-- Start of Information shown --

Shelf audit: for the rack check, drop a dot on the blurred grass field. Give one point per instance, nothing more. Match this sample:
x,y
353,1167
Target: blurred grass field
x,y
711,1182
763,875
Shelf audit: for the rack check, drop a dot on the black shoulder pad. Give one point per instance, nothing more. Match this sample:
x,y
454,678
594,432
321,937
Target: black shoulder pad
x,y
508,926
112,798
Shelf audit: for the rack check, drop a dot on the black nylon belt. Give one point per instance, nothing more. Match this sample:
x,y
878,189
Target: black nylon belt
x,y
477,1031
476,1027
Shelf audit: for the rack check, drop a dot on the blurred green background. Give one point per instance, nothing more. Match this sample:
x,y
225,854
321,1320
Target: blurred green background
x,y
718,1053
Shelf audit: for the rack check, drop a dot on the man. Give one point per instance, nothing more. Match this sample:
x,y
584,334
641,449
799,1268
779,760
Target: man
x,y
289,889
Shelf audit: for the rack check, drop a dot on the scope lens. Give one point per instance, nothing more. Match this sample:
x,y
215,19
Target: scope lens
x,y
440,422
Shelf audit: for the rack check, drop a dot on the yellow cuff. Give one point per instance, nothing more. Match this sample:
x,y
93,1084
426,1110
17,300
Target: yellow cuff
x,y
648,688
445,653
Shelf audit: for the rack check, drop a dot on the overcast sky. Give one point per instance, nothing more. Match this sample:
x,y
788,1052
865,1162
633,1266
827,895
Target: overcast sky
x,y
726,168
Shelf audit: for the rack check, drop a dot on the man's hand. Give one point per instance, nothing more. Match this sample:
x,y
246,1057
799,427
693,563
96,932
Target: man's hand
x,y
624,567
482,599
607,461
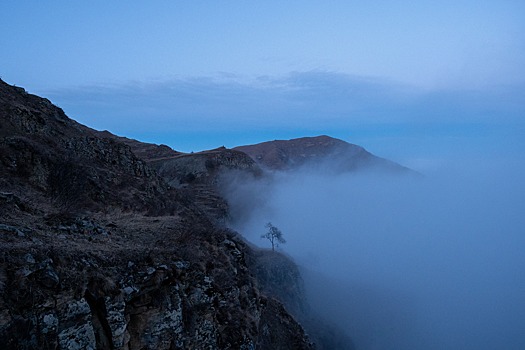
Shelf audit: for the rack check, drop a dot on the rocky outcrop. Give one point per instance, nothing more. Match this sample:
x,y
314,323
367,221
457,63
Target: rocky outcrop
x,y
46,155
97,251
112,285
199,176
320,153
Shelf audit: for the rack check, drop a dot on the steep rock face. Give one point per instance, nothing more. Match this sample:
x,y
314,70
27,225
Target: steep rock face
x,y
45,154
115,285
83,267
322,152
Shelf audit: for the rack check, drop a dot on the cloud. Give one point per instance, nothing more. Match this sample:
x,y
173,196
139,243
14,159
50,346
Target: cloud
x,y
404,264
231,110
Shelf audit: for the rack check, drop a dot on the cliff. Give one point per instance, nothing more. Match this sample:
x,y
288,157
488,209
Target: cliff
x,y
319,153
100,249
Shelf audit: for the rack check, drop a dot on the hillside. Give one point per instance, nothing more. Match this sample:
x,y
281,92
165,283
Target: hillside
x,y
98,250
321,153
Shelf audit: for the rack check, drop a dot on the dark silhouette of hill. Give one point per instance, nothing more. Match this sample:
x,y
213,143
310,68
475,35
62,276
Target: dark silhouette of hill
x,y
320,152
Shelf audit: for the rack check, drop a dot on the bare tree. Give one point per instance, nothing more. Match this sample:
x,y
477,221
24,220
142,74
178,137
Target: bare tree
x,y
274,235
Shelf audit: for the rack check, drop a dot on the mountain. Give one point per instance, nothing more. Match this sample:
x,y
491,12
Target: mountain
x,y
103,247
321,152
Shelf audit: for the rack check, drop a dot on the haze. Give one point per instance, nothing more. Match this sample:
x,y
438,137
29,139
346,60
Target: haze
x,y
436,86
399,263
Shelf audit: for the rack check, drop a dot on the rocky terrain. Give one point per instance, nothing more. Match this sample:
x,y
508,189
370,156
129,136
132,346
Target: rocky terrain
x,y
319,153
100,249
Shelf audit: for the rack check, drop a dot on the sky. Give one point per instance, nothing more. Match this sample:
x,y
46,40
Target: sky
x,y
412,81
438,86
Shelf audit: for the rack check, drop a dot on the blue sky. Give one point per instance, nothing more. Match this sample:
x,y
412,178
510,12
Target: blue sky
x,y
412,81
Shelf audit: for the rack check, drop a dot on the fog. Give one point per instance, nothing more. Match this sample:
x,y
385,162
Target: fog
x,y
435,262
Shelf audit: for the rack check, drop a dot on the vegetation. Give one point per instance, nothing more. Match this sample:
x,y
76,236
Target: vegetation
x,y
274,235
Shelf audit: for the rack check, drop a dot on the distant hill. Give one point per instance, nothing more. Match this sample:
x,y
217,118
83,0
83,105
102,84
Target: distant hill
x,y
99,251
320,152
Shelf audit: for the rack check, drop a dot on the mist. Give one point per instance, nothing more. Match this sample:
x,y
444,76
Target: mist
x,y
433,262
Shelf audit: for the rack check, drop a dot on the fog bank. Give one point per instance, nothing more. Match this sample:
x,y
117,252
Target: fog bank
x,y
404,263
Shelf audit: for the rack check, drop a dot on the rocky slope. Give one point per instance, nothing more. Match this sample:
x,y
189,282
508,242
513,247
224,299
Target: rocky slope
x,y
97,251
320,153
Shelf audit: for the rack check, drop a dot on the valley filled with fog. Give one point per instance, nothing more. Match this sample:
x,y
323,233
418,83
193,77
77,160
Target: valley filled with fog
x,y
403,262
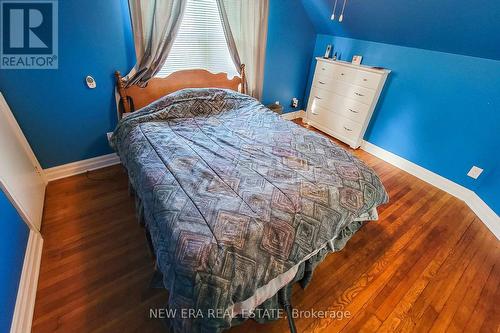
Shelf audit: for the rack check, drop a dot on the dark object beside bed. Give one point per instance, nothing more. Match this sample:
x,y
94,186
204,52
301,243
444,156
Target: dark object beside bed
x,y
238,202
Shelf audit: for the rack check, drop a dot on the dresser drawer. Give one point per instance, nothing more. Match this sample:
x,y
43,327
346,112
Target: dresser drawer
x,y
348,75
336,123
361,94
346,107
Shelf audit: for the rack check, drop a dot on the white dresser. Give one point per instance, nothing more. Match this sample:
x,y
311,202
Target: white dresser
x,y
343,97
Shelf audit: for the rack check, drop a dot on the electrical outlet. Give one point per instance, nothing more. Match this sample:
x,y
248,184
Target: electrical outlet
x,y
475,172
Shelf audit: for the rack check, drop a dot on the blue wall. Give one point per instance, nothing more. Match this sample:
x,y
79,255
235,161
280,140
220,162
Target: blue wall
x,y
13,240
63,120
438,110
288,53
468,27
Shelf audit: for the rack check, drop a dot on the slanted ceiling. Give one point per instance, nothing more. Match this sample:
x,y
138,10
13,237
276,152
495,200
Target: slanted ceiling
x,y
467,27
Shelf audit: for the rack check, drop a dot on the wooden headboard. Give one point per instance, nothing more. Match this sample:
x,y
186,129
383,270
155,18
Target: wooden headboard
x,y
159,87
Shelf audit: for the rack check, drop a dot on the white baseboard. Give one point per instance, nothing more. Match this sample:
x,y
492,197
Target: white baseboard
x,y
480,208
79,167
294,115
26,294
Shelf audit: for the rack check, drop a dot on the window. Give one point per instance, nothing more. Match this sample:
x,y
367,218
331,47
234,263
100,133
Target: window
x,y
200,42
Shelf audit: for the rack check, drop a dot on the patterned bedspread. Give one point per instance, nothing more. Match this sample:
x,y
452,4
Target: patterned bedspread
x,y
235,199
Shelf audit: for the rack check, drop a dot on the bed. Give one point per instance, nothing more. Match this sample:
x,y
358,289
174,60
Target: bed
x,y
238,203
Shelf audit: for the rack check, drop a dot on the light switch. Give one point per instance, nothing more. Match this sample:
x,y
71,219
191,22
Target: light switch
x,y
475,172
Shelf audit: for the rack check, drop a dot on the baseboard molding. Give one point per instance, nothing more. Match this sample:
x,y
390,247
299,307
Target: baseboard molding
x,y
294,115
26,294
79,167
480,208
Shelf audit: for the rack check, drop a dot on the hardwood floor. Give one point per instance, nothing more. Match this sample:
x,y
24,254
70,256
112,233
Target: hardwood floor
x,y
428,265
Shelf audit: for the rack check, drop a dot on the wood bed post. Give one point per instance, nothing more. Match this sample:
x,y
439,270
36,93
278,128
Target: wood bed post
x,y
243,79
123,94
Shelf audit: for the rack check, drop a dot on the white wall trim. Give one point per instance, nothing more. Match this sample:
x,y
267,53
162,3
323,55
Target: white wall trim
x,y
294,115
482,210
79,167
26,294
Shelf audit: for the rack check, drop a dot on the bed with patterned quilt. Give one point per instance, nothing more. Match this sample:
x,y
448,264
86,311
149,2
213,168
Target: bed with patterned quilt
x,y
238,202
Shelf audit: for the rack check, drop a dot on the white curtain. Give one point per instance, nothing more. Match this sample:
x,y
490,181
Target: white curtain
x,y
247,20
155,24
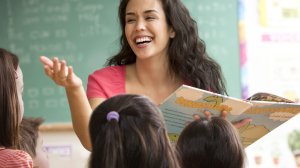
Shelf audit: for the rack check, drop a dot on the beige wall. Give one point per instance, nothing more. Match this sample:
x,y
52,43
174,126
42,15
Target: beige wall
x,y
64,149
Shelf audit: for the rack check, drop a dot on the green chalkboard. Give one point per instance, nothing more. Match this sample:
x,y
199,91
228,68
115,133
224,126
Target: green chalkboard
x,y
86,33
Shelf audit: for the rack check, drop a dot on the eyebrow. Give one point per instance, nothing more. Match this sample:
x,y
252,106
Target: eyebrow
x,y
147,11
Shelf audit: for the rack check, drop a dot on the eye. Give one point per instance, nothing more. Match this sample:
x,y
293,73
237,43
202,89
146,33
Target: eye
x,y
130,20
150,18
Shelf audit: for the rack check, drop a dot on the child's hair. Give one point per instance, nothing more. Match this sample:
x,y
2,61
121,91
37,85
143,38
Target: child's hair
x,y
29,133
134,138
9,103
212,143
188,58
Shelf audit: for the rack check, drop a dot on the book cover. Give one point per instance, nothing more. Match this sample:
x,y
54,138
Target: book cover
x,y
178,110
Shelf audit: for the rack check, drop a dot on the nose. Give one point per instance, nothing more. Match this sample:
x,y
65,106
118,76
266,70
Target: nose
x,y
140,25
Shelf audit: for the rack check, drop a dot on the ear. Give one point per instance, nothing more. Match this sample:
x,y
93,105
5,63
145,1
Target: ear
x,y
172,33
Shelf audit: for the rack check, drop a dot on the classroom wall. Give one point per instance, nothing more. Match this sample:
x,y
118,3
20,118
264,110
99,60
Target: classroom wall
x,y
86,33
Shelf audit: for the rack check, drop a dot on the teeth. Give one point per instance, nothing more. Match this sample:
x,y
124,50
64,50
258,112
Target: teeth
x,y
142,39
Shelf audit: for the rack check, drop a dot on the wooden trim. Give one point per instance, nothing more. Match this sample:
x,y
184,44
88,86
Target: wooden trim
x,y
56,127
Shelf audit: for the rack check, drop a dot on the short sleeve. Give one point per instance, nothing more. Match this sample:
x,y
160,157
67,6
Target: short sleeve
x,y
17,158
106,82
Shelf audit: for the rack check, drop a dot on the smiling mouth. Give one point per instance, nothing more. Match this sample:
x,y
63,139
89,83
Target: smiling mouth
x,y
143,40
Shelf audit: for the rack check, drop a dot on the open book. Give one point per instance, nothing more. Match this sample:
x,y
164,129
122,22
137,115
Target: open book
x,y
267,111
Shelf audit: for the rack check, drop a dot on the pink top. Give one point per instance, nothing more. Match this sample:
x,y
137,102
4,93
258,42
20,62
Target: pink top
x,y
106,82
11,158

-- End of Information shown --

Copy exactly the line containing "on the child's" and every line after it, ending with the last line of the records above.

*Exercise output*.
Shelf audit: for the rack check, drop a dot on the child's hair. Give one point per instance, nothing more. Match this sample:
x,y
2,61
121,91
37,85
143,38
Target: child's hair
x,y
29,133
134,138
9,103
212,143
188,58
Shelf audit: for the rack check, drop a dot on the book cover. Give one point per instance, nothing more. Match this sample:
x,y
54,138
Target: book cover
x,y
178,110
Shelf audit: for the rack check, drop a dot on the nose. Give one point per instance, nothing more. Match this sample:
x,y
65,106
118,76
266,70
Target: nose
x,y
140,25
Shelf audit: for the rack check, drop a dot on the ear. Give one point per instance, nothing more. Match this sample:
x,y
93,105
5,63
145,1
Target: ear
x,y
172,33
Shelf audit: for the rack check, drop a dot on the classroom wall. Give one point per instance, nothing more. Match this sample:
x,y
118,3
20,118
264,110
99,60
Target: classroom wall
x,y
86,33
Shelf audit: for the rack check, drop a dot on the teeth. Give one point per instance, nothing more. Match this sample:
x,y
124,50
64,50
258,112
Target: teeth
x,y
142,39
Shelf audit: for the rack check, drop a dot on the wooden trim. Give one point per instance, nothing more. Match this sample:
x,y
184,44
88,86
Target: wooden trim
x,y
56,127
Shelf audit: for the rack check, drop a dot on the short sleeve. Give one point per instance, nothing more. Match this sample:
x,y
160,157
67,6
Target: short sleeve
x,y
17,158
106,82
Shelf audit: for the rack check, drop a dot on the smiling mouth. Give one point per instance, nothing more. Match this sample:
x,y
63,139
89,83
Target: smiling mouth
x,y
143,40
Shelf audit: for the rack check, drop a dot on the open book. Give one point per instance, nothing more. Match this sample:
x,y
164,129
122,22
137,115
Target: open book
x,y
267,111
Shelf audit: for the rack check, drop a dot on the pink top. Give one point per instance, nothing more. Match this sample:
x,y
137,102
4,93
258,42
20,62
Target: pink top
x,y
106,82
11,158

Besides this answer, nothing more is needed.